Brian Baker: Freedom costly in American democracy

By Brian Baker

Last update: Friday, October 13th, 2017

In the wake of the recent horrific Las Vegas massacre, the leftist anti-gun coven has kicked its hair-on-fire hysteria into overdrive. In the immortal words of former Obama chief of staff and current Chicago Mayor Rahm Emanuel, “Never let a good crisis go to waste.”

Contrary to their hysterical assertions, gun violence and deaths are in fact at historical lows. For the last 30 years, violent crime rates – including murder – have been decreasing at a rate in direct correlation to the easing of restrictive gun laws, particularly for concealed carry, in those jurisdictions that have enacted such policies.

In contrast, where gun laws are the most restrictive, jurisdictions suffer disproportionately high violent crime rates, including murder. Washington, D.C., Chicago and many other urban areas illustrate that fact.

The actions of the Las Vegas shooter are no different from those who have driven their cars into crowds and committed mass murder, including in 2015 on the Las Vegas Strip when one was killed and 35 injured – but I don’t see anyone talking about banning cars. Why is that? Cars are at least as “dangerous” as guns, with a higher death toll.

I’ll answer my own rhetorical question: it’s because we don’t discuss abridging the rights of the vast mass of law-abiding citizens because of the actions of some lone nut job – unless it involves guns.

Is there an unfortunate price to be paid for people to enjoy those rights? Yes, sadly, there is. But that’s unavoidable in a free society; the only way to avoid it is to eliminate the freedoms themselves.
That’s an unacceptable price. If we’re not willing to do it with cars, why should we do so with guns? Just because leftists don’t use or like them?

But there’s an even more important underlying issue, too. The Second Amendment isn’t about hunting. It’s there to assure that citizens have the ability to protect themselves if the government fails to do so, either by failing to respond in a crisis or by trying to impose tyranny.

We saw this illustrated most vividly during the Los Angeles Rodney King riots in 1992, when the Korean shop owners protected their businesses, and themselves, with their own weapons – including semi-automatic “assault rifles” – while chaos reigned on L.A. streets for several day. The Koreans were on their own, and if you’re stuck in what is essentially a war zone, you want to be able to bring the most firepower to bear that you can.

> **Tasks and exercises**:
a. Decide whether each statement agrees with the gun rights column, and support each yes or no with the column's deciding words. (i) A 2015 incident on the Las Vegas Strip left one person dead and 35 injured. (ii) The Second Amendment is about hunting. (iii) "Never let a good crisis go to waste" is attributed to Rahm Emanuel.
b. According to the gun rights column, in what year did the Los Angeles Rodney King riots take place?
c. Write the next paragraph of the gun rights column, picking up after its final sentence.
The records have no connection to the gun rights column.

Items from a data source
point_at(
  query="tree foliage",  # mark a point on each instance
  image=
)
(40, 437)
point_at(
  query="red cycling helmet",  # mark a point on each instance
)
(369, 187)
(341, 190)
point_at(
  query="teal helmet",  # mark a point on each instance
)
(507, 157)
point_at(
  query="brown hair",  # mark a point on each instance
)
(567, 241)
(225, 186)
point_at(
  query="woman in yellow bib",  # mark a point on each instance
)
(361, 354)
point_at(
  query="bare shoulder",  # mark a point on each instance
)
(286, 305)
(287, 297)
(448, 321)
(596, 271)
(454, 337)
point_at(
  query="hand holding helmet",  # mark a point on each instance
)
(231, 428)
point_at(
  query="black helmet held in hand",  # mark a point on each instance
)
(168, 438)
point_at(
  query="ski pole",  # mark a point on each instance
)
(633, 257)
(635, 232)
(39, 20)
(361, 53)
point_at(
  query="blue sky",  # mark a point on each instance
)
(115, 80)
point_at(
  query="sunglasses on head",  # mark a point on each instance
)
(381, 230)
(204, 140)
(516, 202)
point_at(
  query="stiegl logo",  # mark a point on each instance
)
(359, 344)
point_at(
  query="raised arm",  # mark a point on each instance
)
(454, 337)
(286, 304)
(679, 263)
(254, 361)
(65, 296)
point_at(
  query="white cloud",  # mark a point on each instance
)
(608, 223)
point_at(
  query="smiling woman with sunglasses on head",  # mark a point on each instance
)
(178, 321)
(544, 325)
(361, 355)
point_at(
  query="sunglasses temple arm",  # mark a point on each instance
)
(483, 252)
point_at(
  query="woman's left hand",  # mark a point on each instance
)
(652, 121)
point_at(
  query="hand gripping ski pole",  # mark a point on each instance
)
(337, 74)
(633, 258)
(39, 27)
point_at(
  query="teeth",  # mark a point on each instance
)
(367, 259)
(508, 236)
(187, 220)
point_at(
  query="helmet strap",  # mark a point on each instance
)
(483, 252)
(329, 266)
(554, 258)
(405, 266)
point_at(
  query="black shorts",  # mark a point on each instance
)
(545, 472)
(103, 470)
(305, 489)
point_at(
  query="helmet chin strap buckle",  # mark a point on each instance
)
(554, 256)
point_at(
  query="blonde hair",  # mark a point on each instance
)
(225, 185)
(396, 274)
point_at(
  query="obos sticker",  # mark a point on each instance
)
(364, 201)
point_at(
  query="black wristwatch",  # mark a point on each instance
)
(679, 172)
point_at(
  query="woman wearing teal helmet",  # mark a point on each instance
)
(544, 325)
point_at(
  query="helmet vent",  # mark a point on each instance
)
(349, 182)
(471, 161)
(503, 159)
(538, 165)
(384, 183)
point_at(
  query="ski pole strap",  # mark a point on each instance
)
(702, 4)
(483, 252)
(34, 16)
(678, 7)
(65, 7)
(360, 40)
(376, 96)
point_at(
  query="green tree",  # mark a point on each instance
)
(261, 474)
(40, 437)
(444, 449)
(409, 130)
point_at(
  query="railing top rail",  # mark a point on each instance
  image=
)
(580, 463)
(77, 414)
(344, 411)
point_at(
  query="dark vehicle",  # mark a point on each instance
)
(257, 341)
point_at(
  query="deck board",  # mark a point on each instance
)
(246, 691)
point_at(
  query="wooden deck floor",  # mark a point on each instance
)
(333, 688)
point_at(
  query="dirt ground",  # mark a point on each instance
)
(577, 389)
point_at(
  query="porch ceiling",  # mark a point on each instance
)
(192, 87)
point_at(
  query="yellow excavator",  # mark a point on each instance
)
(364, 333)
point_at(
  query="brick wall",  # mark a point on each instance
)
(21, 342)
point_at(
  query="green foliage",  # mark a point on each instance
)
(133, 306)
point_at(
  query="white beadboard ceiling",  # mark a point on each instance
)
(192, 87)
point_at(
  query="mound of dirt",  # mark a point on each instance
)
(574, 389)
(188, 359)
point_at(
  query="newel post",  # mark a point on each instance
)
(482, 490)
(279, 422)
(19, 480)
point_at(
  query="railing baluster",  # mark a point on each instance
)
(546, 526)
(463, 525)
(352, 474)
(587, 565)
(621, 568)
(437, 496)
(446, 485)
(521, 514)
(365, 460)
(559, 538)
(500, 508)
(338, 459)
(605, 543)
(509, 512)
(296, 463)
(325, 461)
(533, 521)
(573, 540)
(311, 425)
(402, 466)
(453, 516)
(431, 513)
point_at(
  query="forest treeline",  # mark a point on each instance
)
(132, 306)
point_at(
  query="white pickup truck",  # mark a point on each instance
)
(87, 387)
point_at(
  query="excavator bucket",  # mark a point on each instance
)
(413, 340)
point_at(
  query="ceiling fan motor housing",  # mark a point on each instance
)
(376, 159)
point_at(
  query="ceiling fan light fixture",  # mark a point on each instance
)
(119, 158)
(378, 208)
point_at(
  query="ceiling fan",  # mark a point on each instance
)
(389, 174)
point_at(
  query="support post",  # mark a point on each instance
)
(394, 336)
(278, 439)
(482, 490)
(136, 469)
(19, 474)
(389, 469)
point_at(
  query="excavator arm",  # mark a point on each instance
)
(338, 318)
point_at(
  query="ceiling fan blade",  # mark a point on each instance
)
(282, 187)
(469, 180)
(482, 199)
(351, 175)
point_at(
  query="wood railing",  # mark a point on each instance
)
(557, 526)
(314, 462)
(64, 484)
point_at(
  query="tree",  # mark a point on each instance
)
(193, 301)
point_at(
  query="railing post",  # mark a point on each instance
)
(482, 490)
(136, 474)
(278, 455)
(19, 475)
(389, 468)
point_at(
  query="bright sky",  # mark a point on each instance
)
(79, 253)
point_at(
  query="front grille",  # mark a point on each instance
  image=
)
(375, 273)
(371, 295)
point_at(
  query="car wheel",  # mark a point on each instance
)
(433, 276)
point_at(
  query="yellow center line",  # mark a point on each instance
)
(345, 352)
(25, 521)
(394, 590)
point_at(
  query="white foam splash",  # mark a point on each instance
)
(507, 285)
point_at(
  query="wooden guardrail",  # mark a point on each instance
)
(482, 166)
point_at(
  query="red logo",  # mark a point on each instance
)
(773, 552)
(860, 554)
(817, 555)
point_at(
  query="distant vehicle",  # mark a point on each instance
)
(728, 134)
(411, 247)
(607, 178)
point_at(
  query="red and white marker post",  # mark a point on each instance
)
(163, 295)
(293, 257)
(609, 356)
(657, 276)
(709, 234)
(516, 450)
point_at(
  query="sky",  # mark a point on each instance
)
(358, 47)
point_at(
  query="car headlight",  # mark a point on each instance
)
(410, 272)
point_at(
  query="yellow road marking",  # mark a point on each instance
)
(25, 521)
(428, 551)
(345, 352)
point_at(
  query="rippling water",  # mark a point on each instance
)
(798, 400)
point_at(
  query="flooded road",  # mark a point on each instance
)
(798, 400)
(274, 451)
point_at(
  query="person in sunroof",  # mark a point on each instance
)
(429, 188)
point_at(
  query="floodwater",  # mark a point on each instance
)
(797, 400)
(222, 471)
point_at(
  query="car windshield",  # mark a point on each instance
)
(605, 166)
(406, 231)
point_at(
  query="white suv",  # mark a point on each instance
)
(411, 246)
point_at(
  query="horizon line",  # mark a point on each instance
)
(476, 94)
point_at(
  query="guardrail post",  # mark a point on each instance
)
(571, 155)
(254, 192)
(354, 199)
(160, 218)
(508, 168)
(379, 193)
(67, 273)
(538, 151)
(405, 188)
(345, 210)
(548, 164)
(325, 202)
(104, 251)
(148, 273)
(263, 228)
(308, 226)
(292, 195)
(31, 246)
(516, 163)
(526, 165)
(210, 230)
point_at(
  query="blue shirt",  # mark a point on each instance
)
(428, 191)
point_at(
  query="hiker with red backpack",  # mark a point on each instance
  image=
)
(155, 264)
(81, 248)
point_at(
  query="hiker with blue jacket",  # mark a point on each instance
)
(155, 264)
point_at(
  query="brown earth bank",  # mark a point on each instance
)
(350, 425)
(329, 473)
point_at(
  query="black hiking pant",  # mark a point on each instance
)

> **Task responses**:
a.
(i) Yes: "including in 2015 on the Las Vegas Strip when one was killed and 35 injured"
(ii) No: "The Second Amendment isn’t about hunting."
(iii) Yes: "In the immortal words of former Obama chief of staff and current Chicago Mayor Rahm Emanuel, “Never let a good crisis go to waste.”"

b. 1992

c.
But the Founders’ ultimate purpose in the Second Amendment was to make sure that citizens had the ability to prevent their own government from trying to impose tyranny. The only way to do that was to make sure that said government couldn’t outgun them.

Never forget that they’d just fought a successful revolt against their own previous legitimate government, and they weren’t foolish enough to think it couldn’t happen again right here at home.

To realize that potential, it’s important that citizens have the same firepower as the average grunt they could be facing across the firing line. And that’s not some scoped bolt-action hunting rifle.

The “militia” to which the Second Amendment refers is not the active-duty military, which our Founders called the “standing army,” of which they were very leery. In fact, as defined under 10 U.S. Code Section 311, the “militia” is composed of the National Guard (as anti-gunners dutifully note), as well as the “unorganized militia,” which is composed of all law-abiding people of military age “who are, or who have made a declaration of intention to become, citizens of the United States” (which the anti-gunners always manage to conveniently forget). That’s all of us, folks: you, me, and Joe Sixpack.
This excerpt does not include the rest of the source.